Exercise brief: Across the whole listing, copy out every line that includes the string "tree".

Records for the task:

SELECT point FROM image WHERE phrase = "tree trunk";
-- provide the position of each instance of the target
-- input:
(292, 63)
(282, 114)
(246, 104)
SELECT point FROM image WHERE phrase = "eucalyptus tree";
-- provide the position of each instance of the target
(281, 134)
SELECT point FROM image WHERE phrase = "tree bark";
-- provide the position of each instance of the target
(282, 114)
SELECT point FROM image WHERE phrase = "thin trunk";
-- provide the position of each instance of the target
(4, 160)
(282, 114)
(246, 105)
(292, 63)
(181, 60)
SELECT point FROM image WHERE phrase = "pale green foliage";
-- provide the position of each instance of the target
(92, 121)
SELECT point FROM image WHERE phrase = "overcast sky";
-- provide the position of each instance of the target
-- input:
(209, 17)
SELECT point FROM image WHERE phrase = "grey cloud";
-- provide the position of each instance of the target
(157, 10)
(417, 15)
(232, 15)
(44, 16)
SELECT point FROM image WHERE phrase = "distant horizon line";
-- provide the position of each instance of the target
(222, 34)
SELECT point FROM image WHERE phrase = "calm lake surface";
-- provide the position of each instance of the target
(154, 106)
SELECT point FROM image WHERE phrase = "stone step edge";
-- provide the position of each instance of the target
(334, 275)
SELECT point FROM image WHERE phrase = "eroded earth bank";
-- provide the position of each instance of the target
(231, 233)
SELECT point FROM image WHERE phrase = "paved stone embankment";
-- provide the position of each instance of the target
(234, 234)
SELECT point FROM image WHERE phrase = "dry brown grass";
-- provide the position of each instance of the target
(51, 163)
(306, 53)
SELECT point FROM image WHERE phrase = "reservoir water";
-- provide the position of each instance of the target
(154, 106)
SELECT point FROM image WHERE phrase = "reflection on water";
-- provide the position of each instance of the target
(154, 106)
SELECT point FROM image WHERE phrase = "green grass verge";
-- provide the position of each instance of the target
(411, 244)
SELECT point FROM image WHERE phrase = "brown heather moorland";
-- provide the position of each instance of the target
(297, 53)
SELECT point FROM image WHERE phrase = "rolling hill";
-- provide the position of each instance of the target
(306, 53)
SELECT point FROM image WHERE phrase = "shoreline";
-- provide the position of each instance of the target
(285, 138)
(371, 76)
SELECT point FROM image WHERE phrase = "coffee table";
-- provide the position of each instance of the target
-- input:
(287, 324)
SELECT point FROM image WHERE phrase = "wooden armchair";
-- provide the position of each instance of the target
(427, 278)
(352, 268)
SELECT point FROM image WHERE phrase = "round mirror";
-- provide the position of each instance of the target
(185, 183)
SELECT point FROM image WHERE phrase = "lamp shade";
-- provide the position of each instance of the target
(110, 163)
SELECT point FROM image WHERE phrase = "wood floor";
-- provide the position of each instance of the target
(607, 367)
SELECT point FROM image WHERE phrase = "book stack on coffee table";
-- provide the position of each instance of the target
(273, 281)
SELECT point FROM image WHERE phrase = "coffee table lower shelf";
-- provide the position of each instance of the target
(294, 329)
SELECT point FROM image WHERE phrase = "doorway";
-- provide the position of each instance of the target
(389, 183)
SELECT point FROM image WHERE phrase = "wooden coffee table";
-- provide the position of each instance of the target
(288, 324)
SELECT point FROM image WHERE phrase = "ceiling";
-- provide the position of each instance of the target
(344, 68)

Answer:
SELECT point FROM image WHERE phrase = "tree trunk";
SELECT point FROM image WHERE phrase = "eucalyptus tree";
SELECT point FROM image WHERE phrase = "tree bark";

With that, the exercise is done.